> _Problem_:
Each line of the data below that holds the word "chunk" is to be reported in full.

> _Data shown_:
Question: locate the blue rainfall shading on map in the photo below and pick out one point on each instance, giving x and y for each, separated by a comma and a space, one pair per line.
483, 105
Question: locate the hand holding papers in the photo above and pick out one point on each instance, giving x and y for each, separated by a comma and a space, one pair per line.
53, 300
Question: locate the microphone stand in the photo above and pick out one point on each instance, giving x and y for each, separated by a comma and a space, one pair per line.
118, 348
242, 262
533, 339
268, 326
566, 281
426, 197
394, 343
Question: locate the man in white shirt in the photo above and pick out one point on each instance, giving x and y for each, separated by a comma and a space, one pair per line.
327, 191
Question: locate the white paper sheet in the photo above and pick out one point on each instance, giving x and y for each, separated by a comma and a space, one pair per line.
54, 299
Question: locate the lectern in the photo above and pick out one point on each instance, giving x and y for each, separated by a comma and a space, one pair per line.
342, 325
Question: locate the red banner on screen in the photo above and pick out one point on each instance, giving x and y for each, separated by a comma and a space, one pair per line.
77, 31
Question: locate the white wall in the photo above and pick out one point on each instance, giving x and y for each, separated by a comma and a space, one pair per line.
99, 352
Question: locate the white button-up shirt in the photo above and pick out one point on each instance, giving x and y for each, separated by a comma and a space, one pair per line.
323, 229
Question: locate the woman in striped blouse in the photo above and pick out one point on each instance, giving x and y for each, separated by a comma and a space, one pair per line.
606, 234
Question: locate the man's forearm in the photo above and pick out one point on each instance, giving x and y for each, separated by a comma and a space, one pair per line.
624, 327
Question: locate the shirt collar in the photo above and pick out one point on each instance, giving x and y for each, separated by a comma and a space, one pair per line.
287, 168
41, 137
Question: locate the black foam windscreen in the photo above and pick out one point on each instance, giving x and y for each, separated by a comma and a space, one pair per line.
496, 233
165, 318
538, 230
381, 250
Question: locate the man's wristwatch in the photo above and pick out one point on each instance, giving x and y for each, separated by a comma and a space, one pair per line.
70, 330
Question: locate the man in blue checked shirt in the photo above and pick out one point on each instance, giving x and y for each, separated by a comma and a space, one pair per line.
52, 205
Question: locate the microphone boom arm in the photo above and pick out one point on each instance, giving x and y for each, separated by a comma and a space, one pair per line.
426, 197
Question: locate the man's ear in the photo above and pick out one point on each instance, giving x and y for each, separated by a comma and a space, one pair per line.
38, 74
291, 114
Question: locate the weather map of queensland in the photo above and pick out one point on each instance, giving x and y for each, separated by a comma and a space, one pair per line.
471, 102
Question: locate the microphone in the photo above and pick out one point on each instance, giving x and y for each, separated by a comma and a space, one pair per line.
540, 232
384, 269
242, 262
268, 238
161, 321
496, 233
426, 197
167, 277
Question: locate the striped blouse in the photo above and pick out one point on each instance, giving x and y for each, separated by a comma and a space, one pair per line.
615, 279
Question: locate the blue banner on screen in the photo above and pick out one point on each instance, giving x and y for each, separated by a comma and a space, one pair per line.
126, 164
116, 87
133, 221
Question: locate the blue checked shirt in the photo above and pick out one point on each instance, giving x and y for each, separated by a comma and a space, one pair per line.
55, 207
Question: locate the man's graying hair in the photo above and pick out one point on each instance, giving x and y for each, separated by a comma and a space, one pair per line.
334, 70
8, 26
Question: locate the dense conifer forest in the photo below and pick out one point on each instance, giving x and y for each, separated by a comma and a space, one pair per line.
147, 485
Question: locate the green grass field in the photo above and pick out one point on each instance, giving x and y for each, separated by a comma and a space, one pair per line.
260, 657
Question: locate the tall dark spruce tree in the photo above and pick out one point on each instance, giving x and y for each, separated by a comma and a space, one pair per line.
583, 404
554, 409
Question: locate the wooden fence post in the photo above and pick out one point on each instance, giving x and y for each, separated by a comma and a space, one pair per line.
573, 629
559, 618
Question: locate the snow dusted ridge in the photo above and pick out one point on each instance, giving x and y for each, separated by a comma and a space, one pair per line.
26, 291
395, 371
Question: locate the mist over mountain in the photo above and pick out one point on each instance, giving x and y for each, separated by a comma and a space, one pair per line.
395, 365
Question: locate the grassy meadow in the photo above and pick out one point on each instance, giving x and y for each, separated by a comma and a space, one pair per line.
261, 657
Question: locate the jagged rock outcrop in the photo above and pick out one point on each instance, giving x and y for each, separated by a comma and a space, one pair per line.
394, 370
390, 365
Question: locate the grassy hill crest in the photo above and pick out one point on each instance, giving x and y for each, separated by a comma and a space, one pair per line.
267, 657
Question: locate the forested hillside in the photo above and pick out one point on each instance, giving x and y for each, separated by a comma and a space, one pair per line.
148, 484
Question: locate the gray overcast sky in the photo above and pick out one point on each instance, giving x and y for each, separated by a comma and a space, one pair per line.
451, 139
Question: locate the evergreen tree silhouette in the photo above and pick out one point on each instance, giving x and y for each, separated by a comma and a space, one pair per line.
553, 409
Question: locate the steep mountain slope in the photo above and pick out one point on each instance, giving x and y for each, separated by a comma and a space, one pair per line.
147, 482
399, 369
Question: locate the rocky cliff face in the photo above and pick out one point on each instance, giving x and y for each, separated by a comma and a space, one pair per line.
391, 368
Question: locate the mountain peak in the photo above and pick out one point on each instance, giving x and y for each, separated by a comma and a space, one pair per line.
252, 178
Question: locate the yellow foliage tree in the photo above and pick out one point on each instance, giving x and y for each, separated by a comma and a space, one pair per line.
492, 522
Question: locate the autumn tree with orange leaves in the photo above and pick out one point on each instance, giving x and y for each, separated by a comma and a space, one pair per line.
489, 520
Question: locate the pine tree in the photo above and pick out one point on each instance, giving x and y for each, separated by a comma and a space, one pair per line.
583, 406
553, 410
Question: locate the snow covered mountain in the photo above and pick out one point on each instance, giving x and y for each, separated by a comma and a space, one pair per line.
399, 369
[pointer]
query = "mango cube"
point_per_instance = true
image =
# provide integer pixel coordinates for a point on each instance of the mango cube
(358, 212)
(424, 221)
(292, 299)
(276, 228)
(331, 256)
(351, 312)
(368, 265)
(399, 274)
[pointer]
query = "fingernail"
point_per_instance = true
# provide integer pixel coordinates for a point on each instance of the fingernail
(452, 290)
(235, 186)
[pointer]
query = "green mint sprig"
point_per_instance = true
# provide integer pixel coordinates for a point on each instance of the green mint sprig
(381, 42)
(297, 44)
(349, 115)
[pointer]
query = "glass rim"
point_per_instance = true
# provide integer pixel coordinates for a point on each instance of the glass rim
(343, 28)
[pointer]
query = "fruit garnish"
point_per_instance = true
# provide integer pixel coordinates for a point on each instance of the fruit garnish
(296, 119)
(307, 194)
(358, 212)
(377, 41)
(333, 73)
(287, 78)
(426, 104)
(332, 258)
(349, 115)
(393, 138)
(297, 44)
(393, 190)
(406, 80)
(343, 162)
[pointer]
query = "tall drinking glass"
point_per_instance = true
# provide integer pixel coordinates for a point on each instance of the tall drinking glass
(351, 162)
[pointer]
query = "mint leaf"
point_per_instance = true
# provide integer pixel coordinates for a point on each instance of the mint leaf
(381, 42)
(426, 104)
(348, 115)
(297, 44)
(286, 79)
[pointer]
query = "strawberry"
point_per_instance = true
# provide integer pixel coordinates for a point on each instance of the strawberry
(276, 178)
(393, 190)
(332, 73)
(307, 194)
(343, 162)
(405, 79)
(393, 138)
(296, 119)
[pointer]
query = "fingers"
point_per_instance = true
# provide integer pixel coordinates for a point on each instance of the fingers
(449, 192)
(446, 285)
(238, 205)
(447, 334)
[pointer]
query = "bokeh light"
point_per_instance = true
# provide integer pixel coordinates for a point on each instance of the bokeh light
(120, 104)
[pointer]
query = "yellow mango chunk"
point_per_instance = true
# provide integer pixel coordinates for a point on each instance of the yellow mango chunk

> _Task response_:
query = "yellow mango chunk"
# provide integer pixel coordinates for a point on each instance of the yellow mango chunk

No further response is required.